Beyond that ... its' time to "make some changes" in how this dogs lives in this household ... "Crate Train" the dog. "Train Place and do Sit on the Dog" and institute a "No Free Roaming in the house Policy and keep a "Drag Leash" ( a leash with no handle to get caught on furniture) on the Dog for use inside, so you "don't" have to be laying hands on the dog. You would grab the leash to guide the dog either back to "Place" or to his "Crate" because indoors ... that is where this dog "needs" to be for the next 30 to 90 days. And if the biting and jumping is an issue?? Just se a "Pet Convincer." :Pet Convincer.com

Or go to a "Bicycle Shop" an but a Bicycle Air Pump ...have the cost. Moving on. The following is under "The New Dog a Challenge" heading but it would best to just flat "start over" ... see here.: 

https://stickydogblog.com/2012/10/11/i-just-got-a-rescued-dog-what-do-i-do/

And the details for "Place/Crate and No Free Roaming ... can be found here:
http://www.germanshepherds.com/forum/7837361-post12.html

None of it is hard and the whole of the "process" is what "Rules, Structure and Limitations" or (Management) looks like. The only thing required is "commitment" from the owner to get it right.
********************
**Written request**:
Answer these questions about the dog-training post:
1. For how long does the dog need to be at Place or in its crate indoors?
2. What is a drag leash?
3. What is the only thing required from the owner?
These records have no connection to the dog-training post.

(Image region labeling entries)
********************
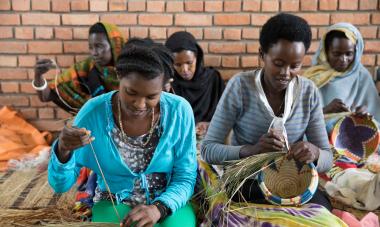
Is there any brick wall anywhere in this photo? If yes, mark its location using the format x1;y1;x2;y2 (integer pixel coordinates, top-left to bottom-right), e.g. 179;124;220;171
0;0;380;130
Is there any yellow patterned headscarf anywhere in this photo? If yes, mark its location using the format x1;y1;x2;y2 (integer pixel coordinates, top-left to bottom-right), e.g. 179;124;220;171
303;26;357;88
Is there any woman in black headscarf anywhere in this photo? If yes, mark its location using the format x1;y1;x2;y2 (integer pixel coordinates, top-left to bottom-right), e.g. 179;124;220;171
165;31;224;135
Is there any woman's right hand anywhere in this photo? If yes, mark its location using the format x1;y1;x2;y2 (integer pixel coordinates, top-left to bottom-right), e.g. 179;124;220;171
323;99;350;114
57;125;95;163
34;59;54;77
239;129;285;158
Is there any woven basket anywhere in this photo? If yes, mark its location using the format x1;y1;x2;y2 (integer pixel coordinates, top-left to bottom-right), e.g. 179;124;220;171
257;157;318;206
331;115;379;162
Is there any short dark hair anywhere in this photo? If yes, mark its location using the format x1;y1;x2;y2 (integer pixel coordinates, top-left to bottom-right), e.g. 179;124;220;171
260;13;311;53
116;45;164;80
325;30;348;52
88;23;107;35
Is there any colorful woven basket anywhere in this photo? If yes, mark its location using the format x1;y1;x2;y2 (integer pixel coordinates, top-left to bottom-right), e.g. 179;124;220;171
257;157;318;206
331;115;379;162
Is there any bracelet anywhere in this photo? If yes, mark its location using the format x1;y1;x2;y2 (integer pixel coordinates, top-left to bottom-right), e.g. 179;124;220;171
32;78;47;91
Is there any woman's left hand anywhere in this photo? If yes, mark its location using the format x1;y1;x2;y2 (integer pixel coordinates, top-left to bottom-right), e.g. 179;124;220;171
288;141;319;164
120;205;161;227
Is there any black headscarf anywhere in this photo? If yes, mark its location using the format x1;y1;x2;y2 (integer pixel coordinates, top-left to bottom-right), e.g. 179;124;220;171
165;31;225;123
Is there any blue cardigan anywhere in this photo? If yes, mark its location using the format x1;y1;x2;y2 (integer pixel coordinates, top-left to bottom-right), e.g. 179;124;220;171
48;91;197;212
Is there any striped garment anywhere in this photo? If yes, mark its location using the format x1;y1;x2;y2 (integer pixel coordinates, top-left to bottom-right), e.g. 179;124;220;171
201;70;333;172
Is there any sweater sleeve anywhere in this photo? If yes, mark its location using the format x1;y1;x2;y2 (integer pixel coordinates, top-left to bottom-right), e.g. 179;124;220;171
306;85;333;172
153;101;197;213
201;76;243;164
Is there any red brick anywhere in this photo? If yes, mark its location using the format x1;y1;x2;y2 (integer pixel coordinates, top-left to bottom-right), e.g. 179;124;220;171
129;27;148;38
35;27;54;39
30;120;64;132
20;82;36;94
0;68;28;80
361;54;376;66
214;14;250;25
73;28;89;40
301;0;318;11
0;55;17;66
18;107;37;120
90;0;108;12
167;27;183;37
204;55;222;67
219;69;241;81
261;0;280;12
222;56;239;68
175;14;212;26
28;41;62;54
185;1;203;12
21;13;61;26
38;108;54;119
128;0;145;12
0;96;29;106
204;28;222;39
359;0;378;10
319;0;338;11
54;27;73;40
243;0;260;12
224;0;241;12
0;0;11;10
149;27;166;39
51;0;70;12
139;14;173;26
280;0;300;12
210;42;245;54
108;0;127;11
359;26;377;39
251;13;272;26
364;40;380;53
0;82;20;93
205;1;223;12
247;42;260;54
57;55;74;68
298;13;330;25
0;27;13;39
55;108;73;119
62;14;99;25
100;13;137;25
32;0;50;11
0;13;20;25
0;41;26;54
339;0;359;10
18;55;36;67
223;28;241;40
146;1;165;12
166;2;184;13
243;28;260;39
371;13;380;24
12;0;30;11
331;12;369;25
241;56;259;68
71;0;89;11
63;41;89;54
186;28;203;39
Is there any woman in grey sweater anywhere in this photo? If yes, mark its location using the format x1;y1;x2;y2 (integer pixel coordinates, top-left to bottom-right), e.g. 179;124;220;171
201;14;333;209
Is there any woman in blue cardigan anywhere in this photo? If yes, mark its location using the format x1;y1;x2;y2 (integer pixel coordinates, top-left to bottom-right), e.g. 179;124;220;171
48;45;197;226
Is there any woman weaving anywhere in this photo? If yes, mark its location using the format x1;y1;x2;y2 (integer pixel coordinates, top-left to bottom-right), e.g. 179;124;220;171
48;45;197;226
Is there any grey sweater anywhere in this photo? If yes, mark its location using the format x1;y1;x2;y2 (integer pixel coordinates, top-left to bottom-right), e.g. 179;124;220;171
201;71;333;172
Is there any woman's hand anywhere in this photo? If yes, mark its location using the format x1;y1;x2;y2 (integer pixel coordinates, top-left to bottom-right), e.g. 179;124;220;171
34;59;54;79
120;205;161;227
239;129;285;158
323;99;350;114
288;141;319;164
195;122;210;136
57;125;95;163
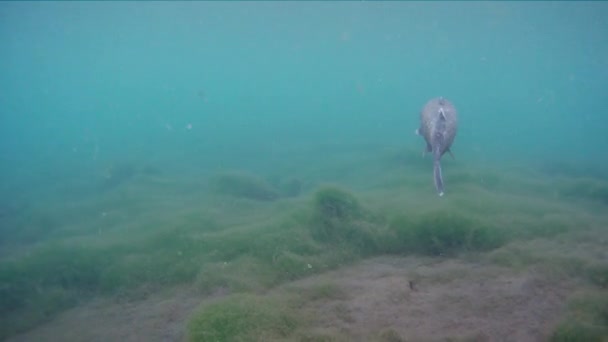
********************
**Exercise result**:
1. For the next 30 to 90 days.
2. A leash with no handle to get caught on furniture.
3. Commitment.